Task: Count the lines below that contain the word "woman", and reply with only that number.
● ● ● ●
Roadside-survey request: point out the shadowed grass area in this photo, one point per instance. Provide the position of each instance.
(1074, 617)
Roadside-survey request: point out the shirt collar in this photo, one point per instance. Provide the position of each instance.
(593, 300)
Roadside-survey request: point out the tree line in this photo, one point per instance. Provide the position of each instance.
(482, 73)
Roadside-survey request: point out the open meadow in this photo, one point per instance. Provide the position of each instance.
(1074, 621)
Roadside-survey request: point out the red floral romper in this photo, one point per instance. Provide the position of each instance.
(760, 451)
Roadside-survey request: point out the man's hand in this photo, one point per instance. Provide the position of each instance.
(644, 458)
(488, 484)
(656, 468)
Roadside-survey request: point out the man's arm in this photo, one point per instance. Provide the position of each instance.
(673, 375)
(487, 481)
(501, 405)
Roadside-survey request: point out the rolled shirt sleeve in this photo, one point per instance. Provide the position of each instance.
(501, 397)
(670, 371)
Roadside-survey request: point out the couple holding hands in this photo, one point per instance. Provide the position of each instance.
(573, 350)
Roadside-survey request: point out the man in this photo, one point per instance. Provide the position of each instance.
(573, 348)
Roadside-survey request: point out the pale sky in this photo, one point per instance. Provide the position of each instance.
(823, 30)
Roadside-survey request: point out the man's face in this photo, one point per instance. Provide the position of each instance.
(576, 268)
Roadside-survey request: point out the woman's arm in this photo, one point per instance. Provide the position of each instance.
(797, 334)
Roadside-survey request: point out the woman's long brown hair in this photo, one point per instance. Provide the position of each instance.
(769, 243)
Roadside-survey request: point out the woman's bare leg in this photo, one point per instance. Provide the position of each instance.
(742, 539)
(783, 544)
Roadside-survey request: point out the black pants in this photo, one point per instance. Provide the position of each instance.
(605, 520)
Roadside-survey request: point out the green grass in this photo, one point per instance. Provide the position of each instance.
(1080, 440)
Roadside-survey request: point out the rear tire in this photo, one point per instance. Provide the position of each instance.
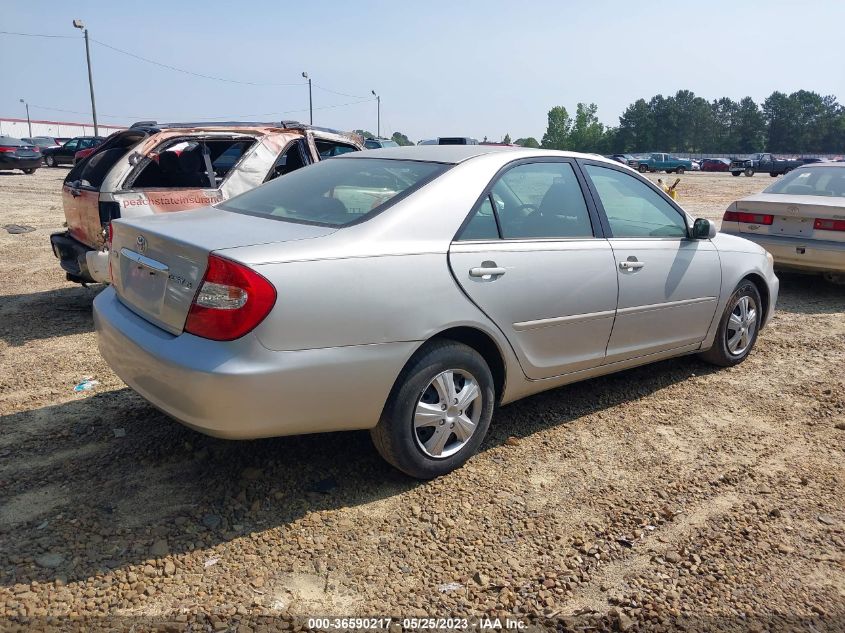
● ● ● ●
Solution to the exercise: 3